### Input rows ###
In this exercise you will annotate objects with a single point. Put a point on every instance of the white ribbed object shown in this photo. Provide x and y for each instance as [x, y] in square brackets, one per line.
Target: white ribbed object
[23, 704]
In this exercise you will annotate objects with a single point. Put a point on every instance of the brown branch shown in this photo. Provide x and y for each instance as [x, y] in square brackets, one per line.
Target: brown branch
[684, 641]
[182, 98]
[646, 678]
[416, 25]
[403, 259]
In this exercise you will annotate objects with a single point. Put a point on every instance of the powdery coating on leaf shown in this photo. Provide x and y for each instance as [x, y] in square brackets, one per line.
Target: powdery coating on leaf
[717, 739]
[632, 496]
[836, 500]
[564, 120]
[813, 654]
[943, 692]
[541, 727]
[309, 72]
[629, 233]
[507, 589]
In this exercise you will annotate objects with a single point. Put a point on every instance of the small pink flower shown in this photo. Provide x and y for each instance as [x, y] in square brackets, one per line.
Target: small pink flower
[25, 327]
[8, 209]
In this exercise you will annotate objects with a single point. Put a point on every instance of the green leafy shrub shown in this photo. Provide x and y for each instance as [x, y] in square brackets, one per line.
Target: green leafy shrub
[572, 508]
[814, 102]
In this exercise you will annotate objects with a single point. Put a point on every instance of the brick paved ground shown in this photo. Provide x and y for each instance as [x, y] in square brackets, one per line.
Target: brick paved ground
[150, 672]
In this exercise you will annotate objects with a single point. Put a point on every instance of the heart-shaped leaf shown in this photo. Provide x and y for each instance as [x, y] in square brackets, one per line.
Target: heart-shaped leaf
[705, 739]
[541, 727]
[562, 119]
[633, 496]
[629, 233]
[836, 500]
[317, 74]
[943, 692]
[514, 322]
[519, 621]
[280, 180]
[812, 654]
###
Required task = Using the exact wording, write out all of the records.

Answer to the task =
In this exercise you will annotate objects with a single point. Put a point on every instance of the white ribbed object shown in this photo. Provide x and y for each instance as [x, y] in square brackets, one per line.
Target: white ribbed object
[23, 704]
In this exercise you will annotate objects with a single point. Put a point on every instance of the brown branch shown in this photo. Provide x and y for each instance as [x, y] in square brackets, one per line.
Target: brown branch
[684, 641]
[182, 98]
[646, 678]
[416, 25]
[403, 259]
In this exercise you will annotate objects with a single point. Put a point on every instance of the powdery coating on leaf shown in this photo. Provide x and y for each instance as [x, y] in square brackets, one per line.
Target: powdery coating on leaf
[717, 739]
[632, 496]
[836, 500]
[564, 120]
[813, 654]
[943, 692]
[541, 727]
[309, 72]
[629, 233]
[507, 589]
In this exercise you will annotate objects with a single point. Put a point on every instance of the small pink flower shown in this photo. Provide x and y for each instance as [x, y] in square brackets, one per line.
Target: small pink flower
[25, 327]
[8, 209]
In this exercise you will annotate objects with a single point. Put a point on every instance of the green leafy shrub shown in this photo. Provide x and y for each instance as [x, y] in square brackets, one per line.
Target: green leafy shrub
[572, 508]
[814, 102]
In this exercise you will annotate objects with a single point. Put a point on every instance of the brick paved ground shown in this photo. Provide x and y for each instance as [x, y] in square brackets, one per line.
Target: brick paved ground
[150, 672]
In this exercise you will annotate objects with a single point. Put a point on every instance of the heart-shaped leaf shown in this photo. Provide x and y for each instance as [x, y] in square brackets, one per line.
Target: heart-shaped leaf
[705, 739]
[541, 727]
[562, 119]
[633, 496]
[629, 233]
[836, 500]
[317, 74]
[943, 692]
[514, 322]
[519, 621]
[280, 180]
[812, 654]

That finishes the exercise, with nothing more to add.